Copy out the records from the line containing "Pinpoint the louvered closet door." down through the last line of the records, changing nothing.
★ ★ ★
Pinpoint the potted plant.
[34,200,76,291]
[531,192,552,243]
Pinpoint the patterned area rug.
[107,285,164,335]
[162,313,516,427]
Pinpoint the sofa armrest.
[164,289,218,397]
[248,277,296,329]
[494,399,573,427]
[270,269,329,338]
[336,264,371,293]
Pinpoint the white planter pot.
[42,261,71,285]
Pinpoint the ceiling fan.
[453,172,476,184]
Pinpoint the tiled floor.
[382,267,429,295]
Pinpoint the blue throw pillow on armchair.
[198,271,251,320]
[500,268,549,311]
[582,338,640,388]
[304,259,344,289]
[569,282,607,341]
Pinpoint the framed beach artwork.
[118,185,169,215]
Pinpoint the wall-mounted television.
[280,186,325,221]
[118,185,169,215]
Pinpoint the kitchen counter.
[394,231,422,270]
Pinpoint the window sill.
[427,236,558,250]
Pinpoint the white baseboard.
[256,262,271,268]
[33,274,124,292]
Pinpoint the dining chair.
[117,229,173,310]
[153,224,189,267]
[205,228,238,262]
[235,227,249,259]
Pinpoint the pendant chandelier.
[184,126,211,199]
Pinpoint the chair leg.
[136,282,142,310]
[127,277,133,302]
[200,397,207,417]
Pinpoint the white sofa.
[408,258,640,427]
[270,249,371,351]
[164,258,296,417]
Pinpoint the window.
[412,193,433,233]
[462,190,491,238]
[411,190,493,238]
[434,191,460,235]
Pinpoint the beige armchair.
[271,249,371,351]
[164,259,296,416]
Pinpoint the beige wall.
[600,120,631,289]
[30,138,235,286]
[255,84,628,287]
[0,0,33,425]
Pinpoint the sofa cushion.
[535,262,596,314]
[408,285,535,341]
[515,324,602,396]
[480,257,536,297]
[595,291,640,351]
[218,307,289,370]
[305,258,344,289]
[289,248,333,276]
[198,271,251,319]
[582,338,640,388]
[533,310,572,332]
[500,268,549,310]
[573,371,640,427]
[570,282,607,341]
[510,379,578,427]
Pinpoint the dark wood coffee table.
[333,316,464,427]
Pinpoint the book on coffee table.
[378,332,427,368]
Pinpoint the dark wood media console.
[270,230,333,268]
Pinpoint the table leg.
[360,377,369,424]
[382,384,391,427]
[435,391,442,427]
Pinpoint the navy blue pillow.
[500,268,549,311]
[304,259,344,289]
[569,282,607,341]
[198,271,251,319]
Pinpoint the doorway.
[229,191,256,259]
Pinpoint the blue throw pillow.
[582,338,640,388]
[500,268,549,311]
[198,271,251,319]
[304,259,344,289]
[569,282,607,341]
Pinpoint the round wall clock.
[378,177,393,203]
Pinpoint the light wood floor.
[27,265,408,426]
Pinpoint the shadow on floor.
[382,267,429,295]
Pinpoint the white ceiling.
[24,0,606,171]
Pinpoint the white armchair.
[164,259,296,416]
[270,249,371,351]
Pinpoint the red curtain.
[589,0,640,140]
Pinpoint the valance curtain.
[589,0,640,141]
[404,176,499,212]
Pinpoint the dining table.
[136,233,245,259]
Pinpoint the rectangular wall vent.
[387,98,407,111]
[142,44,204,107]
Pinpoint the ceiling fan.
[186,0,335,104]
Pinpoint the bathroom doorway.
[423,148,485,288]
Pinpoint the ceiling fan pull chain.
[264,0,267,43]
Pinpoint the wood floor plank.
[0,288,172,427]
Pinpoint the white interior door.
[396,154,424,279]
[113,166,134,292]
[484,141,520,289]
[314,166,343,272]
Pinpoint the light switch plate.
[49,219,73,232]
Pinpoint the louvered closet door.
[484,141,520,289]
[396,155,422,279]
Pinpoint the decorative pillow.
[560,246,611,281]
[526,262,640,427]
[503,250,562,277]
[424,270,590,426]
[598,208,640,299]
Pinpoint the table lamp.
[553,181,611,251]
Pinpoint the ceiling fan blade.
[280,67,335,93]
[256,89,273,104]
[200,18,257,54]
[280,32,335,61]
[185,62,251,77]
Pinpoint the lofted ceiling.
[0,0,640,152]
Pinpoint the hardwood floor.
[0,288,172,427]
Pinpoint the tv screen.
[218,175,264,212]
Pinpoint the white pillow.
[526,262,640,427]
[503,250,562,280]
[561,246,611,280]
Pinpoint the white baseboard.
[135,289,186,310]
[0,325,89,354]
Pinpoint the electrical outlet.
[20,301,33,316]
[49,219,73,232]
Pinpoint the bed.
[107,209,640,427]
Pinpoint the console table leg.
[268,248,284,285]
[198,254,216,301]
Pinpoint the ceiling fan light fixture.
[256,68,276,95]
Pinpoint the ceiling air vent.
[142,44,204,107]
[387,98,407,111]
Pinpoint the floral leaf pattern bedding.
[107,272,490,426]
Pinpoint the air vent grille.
★ ★ ★
## Result for this exercise:
Pinpoint the louvered closet door.
[484,141,520,289]
[396,155,422,279]
Pinpoint the decorative pillow.
[560,246,611,281]
[526,262,640,427]
[503,250,562,277]
[424,270,590,426]
[598,208,640,299]
Pinpoint the table lamp.
[553,181,611,251]
Pinpoint the ceiling fan blade.
[280,67,335,93]
[256,89,273,104]
[200,18,257,54]
[280,32,335,61]
[185,62,251,77]
Pinpoint the lofted ceiling.
[0,0,640,152]
Pinpoint the hardwood floor.
[0,288,172,427]
Pinpoint the tv screen.
[218,175,264,212]
Pinpoint the white pillow.
[526,262,640,427]
[503,250,562,280]
[561,246,611,280]
Pinpoint the white baseboard.
[135,289,186,310]
[0,325,89,354]
Pinpoint the electrical outlet.
[20,301,33,316]
[49,219,73,232]
Pinpoint the bed.
[107,209,640,427]
Pinpoint the console table leg.
[268,248,284,285]
[198,254,216,301]
Pinpoint the ceiling fan light fixture.
[256,68,276,95]
Pinpoint the ceiling air vent.
[142,44,204,107]
[387,98,407,111]
Pinpoint the floral leaf pattern bedding.
[107,272,490,426]
Pinpoint the air vent grille.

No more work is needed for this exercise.